(Stored data entries)
+--

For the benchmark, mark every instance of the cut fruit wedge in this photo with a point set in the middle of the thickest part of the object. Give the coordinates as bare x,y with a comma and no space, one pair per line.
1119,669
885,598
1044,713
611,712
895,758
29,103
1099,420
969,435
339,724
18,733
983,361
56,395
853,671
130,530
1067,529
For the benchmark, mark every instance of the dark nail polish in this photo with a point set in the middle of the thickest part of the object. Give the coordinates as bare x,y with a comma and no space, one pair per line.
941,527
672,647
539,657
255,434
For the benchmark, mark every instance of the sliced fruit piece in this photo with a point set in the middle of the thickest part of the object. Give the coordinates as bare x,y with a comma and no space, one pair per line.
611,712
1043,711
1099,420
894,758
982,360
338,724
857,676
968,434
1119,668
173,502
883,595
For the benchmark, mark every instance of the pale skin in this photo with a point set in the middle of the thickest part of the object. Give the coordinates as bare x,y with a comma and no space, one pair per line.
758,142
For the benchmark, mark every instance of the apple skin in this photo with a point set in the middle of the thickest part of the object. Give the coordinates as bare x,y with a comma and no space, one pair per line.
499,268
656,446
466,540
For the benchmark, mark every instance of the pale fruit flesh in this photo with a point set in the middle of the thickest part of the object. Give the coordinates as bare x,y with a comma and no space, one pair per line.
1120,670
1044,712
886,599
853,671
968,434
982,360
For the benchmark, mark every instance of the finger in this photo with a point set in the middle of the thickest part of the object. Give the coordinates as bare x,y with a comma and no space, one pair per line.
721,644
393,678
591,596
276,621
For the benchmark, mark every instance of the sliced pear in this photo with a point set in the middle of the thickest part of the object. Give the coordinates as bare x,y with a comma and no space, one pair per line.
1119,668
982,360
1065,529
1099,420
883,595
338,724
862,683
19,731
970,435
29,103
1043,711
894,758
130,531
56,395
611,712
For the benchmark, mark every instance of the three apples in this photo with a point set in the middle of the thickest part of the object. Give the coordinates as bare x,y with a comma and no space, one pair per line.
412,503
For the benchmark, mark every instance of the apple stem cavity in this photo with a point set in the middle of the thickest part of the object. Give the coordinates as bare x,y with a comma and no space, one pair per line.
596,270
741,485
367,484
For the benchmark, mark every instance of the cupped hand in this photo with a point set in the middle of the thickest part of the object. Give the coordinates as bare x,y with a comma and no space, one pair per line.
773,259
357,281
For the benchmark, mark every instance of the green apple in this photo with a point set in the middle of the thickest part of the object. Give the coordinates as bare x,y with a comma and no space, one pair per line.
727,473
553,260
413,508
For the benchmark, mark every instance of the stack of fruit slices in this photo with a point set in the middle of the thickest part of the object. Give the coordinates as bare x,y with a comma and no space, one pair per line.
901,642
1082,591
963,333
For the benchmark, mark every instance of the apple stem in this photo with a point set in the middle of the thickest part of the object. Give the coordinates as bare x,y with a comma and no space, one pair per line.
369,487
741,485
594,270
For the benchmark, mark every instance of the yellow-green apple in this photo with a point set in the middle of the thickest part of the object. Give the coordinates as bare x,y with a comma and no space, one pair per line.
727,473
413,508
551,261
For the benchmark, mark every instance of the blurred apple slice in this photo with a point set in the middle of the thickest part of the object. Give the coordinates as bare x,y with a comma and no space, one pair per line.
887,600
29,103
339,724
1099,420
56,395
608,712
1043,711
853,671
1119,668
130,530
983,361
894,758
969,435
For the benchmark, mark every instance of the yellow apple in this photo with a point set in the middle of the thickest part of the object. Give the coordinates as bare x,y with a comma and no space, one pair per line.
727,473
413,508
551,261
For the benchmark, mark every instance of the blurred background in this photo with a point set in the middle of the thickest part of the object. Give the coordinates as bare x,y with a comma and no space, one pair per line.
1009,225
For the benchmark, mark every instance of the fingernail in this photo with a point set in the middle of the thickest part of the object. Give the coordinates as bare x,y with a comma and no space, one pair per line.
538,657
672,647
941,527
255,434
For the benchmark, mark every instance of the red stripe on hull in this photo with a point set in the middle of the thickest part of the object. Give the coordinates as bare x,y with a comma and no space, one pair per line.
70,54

+--

GIVEN PROBLEM
Convert every line of the material above into a numbered list, omitting any blank lines.

WRITTEN SOLUTION
1. For the benchmark, mark every instance of the cut fruit wedge in this photo with a point set in the middle of the thickest part of the object. Give the coordinates as bare x,y with a comma and no space, one pair per line.
2. 1119,669
3. 885,598
4. 1044,713
5. 611,712
6. 895,758
7. 29,103
8. 1099,420
9. 969,435
10. 339,724
11. 18,733
12. 983,361
13. 56,395
14. 853,671
15. 130,530
16. 1067,529
17. For the benchmark, mark every instance of the dark nail polish in this photo with a point set in the middle of the thickest part of the object. Give the coordinates as bare x,y with a comma and no space, one pair per line.
18. 941,527
19. 672,647
20. 539,657
21. 255,434
22. For the benchmark, mark every instance of the sliced fruit piece in this photo with a point set in the middle of the thickest part of the object. Give the coordinates as bare x,y with a comma and no space, one pair per line.
23. 611,712
24. 1043,711
25. 1099,420
26. 894,758
27. 982,360
28. 338,724
29. 857,676
30. 968,434
31. 1119,668
32. 173,502
33. 883,595
34. For the benchmark, mark every instance of the pale skin in this photo with a point set in the middle of the thickest part of the object. Give the coordinates as bare x,y with a comma and no space, one pair per line.
35. 758,142
36. For the benchmark, mark every instance of the apple skin in this photo with a point set in the middle of the thickest part of the object. Give the coordinates as bare x,y with a comma and no space, one pair per line.
37. 499,268
38. 656,446
39. 466,540
40. For the benchmark, mark every instance of the pale fruit flesh in this photo with a point set in the middle of the thickest part of the object. Give the coordinates as bare x,y with a comma and no space, one pair per line.
41. 1120,670
42. 1044,712
43. 886,599
44. 853,671
45. 968,434
46. 982,360
47. For the benchmark, mark every instance of the finger in this photo with a point set in the middle of the thickest part of the object. Give the coordinates as bare x,y with a comma and no space, one pair per line.
48. 721,644
49. 393,678
50. 591,596
51. 276,621
52. For the benchmark, mark every instance of the sliced pear in this photo with a point set in the middle of the thickest part of the object. Give the coordinates as bare x,y with a comma and no space, one pair per line.
53. 1119,668
54. 982,360
55. 1065,529
56. 1099,420
57. 883,595
58. 338,724
59. 862,683
60. 19,731
61. 970,435
62. 29,103
63. 1043,711
64. 894,758
65. 130,531
66. 56,395
67. 611,712
68. For the benchmark, mark every instance of the three apples in this photo with a point set in the middle of the thickest part of the object. Give the coordinates as bare x,y with a comma and no space, one pair per line.
69. 412,503
70. For the benchmark, mark every instance of the apple stem cavity in this photo with a point set in the middle of the thickest part of the object. Give the coordinates as bare x,y with a comma and no space, one pair per line.
71. 596,270
72. 741,485
73. 367,484
74. For the benchmark, mark every instance of the cupped hand in this photo with a point set in the middle of the thickest part of the object. Give the coordinates as bare x,y with a comma and no space, one pair per line.
75. 773,259
76. 357,281
77. For the benchmark, mark every instance of the green apple in this photo with a point set in the middle of the thickest part of the object. Give the coordinates as bare x,y with a comma and no space, one pair per line.
78. 727,473
79. 553,260
80. 413,508
81. For the benchmark, mark every instance of the stack of fruit slices in this photo with a point set in the middle of the thickest part of the object. Give the coordinates as bare x,y with a comma and no space, one pair per line.
82. 901,642
83. 1082,591
84. 963,333
85. For the benchmark, mark every instance of the apple stem in this photo with a point set in the middle of the thickest part of the object. Give the coordinates as bare x,y with a comma and no space, one pair per line.
86. 369,487
87. 741,485
88. 594,270
89. For the benchmark, mark every instance of the yellow-green apple in this photo with a point set in the middle of the thickest part of the object. Give the coordinates as bare x,y with a comma and no space, one pair per line.
90. 727,473
91. 413,508
92. 551,261
93. For the benchmark, mark every instance of the blurred apple slice in this photo with a point set in the middle of the thickest part of the object. Give the coordinates as bare x,y with a comma and no space, one pair per line.
94. 887,600
95. 29,103
96. 339,724
97. 1099,420
98. 56,395
99. 608,712
100. 1043,711
101. 853,671
102. 1119,668
103. 130,530
104. 983,361
105. 894,758
106. 969,435
107. For the benchmark, mark every instance of the yellow apple in this photo with a point set in the middle of the thickest part of the object. Give the coordinates as bare x,y with a comma and no space, one pair per line.
108. 727,473
109. 413,508
110. 551,261
111. For the benchmark, mark every instance of the blurred background in this photo with a point set in the middle of the thickest part of the object. Give the coordinates as bare x,y with a comma and no space, one pair per line.
112. 1009,225
113. For the benchmark, mark every instance of the fingernail in this photo with a point set in the middle of the thickest part of the object. Give the coordinates as bare x,y with a comma and no space, one pair per line.
114. 538,657
115. 672,647
116. 941,527
117. 255,434
118. For the benchmark, mark every instance of the red stripe on hull in this photo with a point set in the middle of the thickest part of the object. Give the coordinates as bare x,y with a comma and no space, one pair per line.
119. 70,54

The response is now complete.